== Input rows ==
#####

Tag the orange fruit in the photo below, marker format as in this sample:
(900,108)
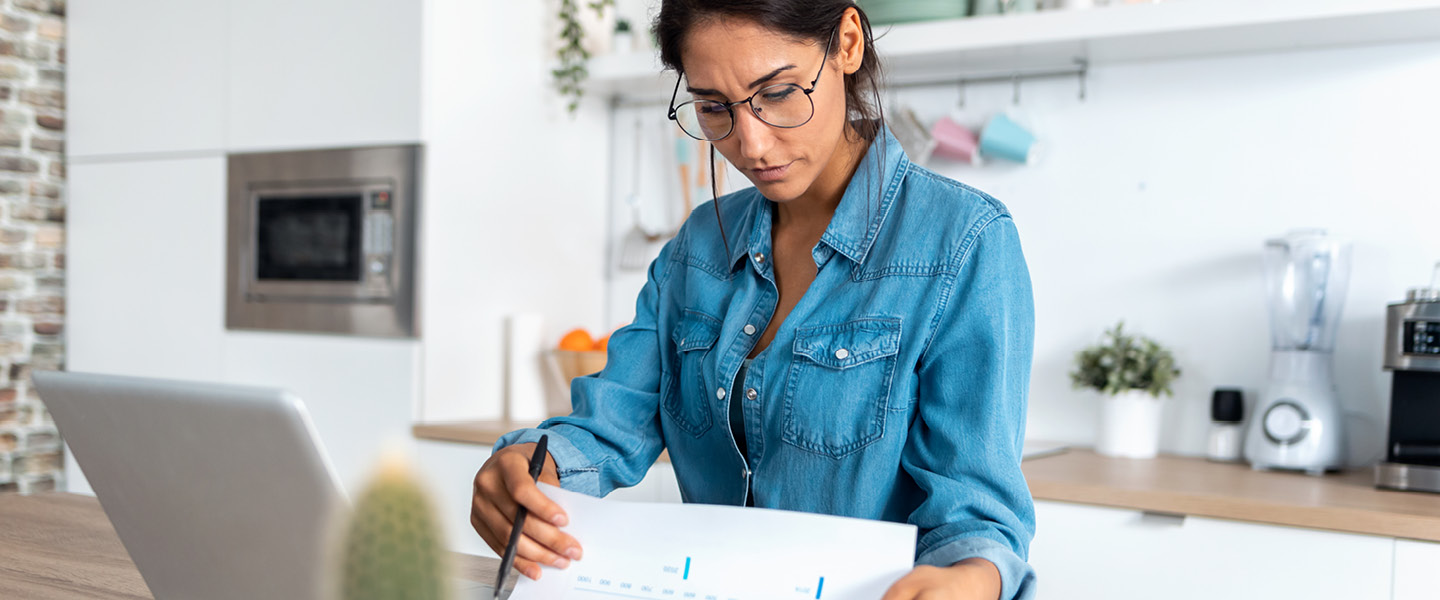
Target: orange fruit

#####

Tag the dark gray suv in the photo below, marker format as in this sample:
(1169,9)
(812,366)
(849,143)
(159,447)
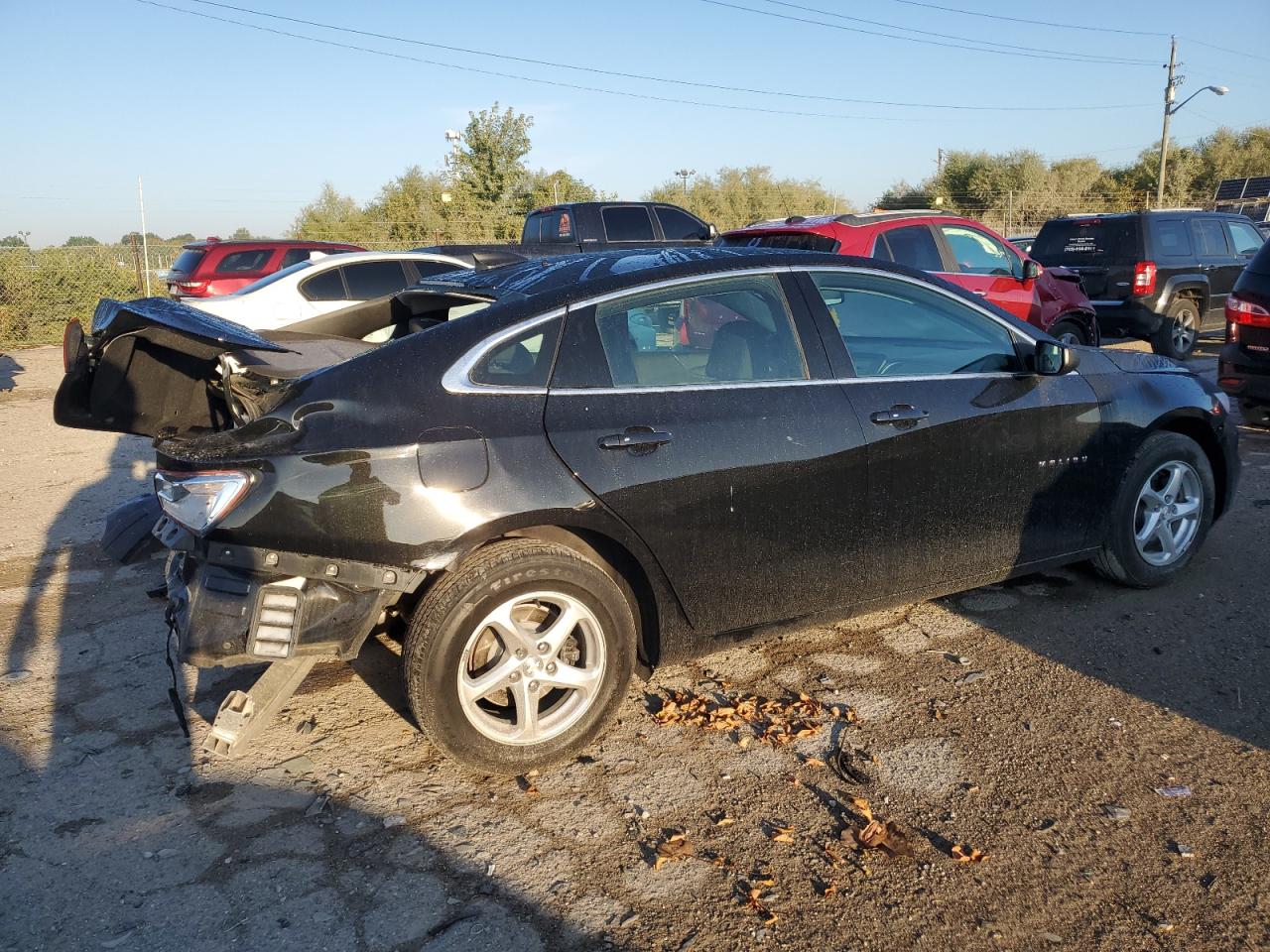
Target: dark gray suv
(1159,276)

#####

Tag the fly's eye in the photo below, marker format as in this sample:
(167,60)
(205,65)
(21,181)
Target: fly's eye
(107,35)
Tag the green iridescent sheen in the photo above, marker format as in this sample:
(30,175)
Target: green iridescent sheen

#####

== Your instructions ==
Can you transcribe the stretch of the listing from the line with "Tag the green" through the line with "Target: green iridescent sheen", keeping every word as it appears?

== Correct response ==
Tag the green iridescent sheen in the photo above, marker format as in this sample:
(30,175)
Target: green iridescent sheen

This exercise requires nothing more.